[DÉFI 1] Recopiez le passage du texte source commençant par « Une autre phrase » et s'achevant par « de gauche ? », en remplaçant « propagande » par « désinformation ».

[TEXTE SOURCE]
((
Une autre phrase est intéressante : "Les médias gouvernementaux accordent une très large place à la propagande officielle." Ça se passe de commentaires…Heureusement qu’en France, nous avons des médias privés et indépendants, nous la propagande, on ne connaît pas ! C’est quoi d’ailleurs la propagande, un truc de gauche ?
A propos, plutôt que de parler du "score" du parti au pouvoir, les colonnes traitent de celui de l’opposition. Ce procédé rédactionnel de placer dans la phrase en premier lieu "la percée de l’opposition" et non le résultat du dépouillement de la classe politique au pouvoir, met bien en exergue quelle prédominance politique serait préférable à leur yeux, ou plutôt, les articles laissent à penser que leurs rédacteurs se féliciteraient d’un changement de couleur politique en 2012. Bref, lorsqu’il y a une élection Vénézuélienne, les journaleux se penchent sur les suffrages de l’opposition (c’est à dire, les partis néolibéraux, paillassons des États-Unis) et se félicitent d’une perte de " l’hégémonie de Chavez" qui aurait eu "une victoire en demi-teinte". Et cela se vérifie d’un journal à l’autre, du Figaro à Libération, en passant par Le Monde ou Le Nouvelobs.
De plus, d’un torch**journal à un autre, les phrases et paragraphes sont copiés-collés, mêmes mots, mêmes phrases. Ce n’est pas difficile d’écrire et signer un article en France aujourd’hui, et d’être payé à la fin du mois. Il suffit pour ce faire, de recopier les hiéroglyphes de l’AFP. Le journalisme du 21ème siècle n’analyse plus l’information, et l’on ne s’en cache pas : « …selon l’AFP », peut-on lire à la fin des citations des dirigeants. Petit exemple parmi tant d’autres : dans la plupart des articles lus traitant du sujet, on retrouve la phrase "Le Conseil national électoral (CNE) n’a pas diffusé la proportion des voix recueillies par les différents blocs, mais des candidats ont revendiqué 52 % des voix pour l’opposition, ce qui voudrait dire qu’elle aurait perdu la majorité tout en obtenant plus de suffrages."... (Libération, Le Figaro, Le Monde) merci l’AFP, de faire gagner du temps à la circulation des informations…et donc de l’argent aux patrons de presse Dassault, Bolloré, Arnault et Lagardère !
Le PSUV perd des sièges, avec 66% de participation, il obtient ("seulement") 90 sièges PSUV sur 165. Soit. En comparant avec nos élections ici en France, sans vouloir tomber dans le travers d’un panégyrique pro-Chavez, quand il y a plus de 66% de participation, ce qui n’arrive jamais, et que l’UMP obtient 55% des voies, les mêmes journaleux scandent le "triomphe de la démocratie", et (non pas la percée de l’opposition, mais) la confirmation par le peuple qu’il est heureux de la politique de l’UMP. Et pas un mot sur les partis dits d’opposition français muselés par le pouvoir. Lorsque les ténors du parti socialiste vénézuélien scandent que « le peuple a parlé », c’est de la propagande d’État.
))
[EXTRAITS DE DONNÉES]
((
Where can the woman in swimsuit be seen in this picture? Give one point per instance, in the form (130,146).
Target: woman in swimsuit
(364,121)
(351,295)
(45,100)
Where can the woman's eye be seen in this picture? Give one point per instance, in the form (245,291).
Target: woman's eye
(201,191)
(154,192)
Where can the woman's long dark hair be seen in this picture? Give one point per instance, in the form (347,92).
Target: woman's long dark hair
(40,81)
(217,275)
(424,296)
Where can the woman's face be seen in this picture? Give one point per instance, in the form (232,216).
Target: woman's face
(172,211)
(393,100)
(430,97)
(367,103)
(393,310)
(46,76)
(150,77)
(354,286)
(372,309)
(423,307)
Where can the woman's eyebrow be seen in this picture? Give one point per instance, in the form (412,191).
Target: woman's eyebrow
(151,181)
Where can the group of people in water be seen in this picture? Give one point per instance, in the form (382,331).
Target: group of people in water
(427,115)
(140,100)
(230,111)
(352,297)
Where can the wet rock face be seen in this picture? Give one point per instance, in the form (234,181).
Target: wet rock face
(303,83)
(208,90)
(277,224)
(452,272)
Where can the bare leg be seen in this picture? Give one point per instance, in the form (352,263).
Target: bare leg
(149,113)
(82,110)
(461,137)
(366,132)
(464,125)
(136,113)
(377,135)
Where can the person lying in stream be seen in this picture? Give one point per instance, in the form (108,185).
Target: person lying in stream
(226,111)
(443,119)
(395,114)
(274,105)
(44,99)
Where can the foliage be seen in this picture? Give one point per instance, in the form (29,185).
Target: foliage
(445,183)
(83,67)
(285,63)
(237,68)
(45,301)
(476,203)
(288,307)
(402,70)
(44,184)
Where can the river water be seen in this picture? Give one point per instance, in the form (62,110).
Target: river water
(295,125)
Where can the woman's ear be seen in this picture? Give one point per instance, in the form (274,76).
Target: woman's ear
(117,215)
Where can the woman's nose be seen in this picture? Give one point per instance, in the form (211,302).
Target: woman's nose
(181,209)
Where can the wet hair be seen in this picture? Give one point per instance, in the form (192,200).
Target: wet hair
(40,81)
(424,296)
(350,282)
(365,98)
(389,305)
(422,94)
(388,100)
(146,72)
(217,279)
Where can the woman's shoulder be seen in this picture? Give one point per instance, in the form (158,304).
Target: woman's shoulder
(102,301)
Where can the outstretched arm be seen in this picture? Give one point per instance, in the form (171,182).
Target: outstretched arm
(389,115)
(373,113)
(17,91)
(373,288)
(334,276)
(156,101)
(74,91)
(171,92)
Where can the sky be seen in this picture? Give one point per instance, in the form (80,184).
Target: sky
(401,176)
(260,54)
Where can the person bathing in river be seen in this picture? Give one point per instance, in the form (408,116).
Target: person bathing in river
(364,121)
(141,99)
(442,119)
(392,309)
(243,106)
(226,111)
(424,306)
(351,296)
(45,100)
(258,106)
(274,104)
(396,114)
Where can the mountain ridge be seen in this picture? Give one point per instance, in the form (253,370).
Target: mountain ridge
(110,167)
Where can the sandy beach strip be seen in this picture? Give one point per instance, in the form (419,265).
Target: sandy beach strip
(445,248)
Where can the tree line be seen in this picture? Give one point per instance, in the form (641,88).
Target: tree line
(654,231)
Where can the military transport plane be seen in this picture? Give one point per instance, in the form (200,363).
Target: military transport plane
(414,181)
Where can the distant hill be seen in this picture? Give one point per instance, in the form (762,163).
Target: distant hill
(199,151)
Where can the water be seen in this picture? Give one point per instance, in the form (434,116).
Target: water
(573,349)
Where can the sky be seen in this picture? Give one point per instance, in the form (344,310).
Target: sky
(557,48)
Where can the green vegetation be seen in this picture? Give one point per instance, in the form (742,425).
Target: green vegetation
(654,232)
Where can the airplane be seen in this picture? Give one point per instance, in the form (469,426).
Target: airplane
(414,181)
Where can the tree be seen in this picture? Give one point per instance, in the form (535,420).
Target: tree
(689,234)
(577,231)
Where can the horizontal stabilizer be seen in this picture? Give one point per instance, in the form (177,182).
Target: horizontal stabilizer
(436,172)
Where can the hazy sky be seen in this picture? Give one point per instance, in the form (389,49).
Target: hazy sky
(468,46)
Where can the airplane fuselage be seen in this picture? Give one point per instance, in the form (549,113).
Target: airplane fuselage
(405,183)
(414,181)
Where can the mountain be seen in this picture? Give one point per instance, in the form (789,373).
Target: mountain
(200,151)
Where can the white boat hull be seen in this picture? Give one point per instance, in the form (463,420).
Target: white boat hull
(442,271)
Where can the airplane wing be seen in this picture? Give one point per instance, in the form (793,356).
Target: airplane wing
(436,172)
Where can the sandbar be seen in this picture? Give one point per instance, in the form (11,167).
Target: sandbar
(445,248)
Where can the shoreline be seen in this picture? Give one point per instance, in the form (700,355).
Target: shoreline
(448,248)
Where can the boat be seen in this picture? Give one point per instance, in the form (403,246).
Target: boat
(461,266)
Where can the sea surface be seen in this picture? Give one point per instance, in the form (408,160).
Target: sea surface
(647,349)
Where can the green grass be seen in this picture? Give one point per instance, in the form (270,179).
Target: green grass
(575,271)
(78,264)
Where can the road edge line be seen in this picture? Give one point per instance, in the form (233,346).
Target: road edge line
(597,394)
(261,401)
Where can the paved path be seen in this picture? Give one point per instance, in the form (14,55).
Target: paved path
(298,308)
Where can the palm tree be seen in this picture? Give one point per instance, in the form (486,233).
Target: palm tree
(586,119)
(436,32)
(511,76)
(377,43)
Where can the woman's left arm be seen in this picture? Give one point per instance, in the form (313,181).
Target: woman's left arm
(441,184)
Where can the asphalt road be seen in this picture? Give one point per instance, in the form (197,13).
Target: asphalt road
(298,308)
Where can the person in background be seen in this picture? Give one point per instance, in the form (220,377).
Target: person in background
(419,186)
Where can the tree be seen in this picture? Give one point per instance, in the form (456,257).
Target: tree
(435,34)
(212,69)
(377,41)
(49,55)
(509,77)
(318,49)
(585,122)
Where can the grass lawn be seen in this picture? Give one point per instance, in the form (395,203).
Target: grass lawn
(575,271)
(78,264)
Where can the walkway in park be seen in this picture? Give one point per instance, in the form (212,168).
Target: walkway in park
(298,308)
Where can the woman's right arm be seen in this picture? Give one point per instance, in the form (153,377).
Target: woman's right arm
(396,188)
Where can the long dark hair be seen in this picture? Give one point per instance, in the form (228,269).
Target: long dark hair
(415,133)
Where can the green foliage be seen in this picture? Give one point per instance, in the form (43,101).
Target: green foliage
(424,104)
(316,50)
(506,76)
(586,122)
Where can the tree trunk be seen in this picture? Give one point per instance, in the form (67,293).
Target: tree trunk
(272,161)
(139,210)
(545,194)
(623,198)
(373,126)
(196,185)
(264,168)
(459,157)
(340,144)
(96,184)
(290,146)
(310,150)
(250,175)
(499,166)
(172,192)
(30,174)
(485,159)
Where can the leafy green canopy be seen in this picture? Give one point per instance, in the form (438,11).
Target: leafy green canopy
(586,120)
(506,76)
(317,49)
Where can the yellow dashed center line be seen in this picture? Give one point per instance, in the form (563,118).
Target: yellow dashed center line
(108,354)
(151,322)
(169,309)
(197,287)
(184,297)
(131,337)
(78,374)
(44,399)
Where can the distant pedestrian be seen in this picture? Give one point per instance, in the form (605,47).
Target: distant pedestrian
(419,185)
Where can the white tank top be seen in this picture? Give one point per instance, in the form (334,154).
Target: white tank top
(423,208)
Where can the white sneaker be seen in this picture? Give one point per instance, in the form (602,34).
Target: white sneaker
))
[DÉFI 2] Relevez chacune des lignes des enregistrements ci-dessus qui contiennent la chaîne « lawn ».

[SOLUTION DE L'EXERCICE 1]
Une autre phrase est intéressante : "Les médias gouvernementaux accordent une très large place à la désinformation officielle." Ça se passe de commentaires…Heureusement qu’en France, nous avons des médias privés et indépendants, nous la désinformation, on ne connaît pas ! C’est quoi d’ailleurs la désinformation, un truc de gauche ?

[SOLUTION DE L'EXERCICE 2]
Where can the grass lawn be seen in this picture? Give one point per instance, in the form (395,203).
Target: grass lawn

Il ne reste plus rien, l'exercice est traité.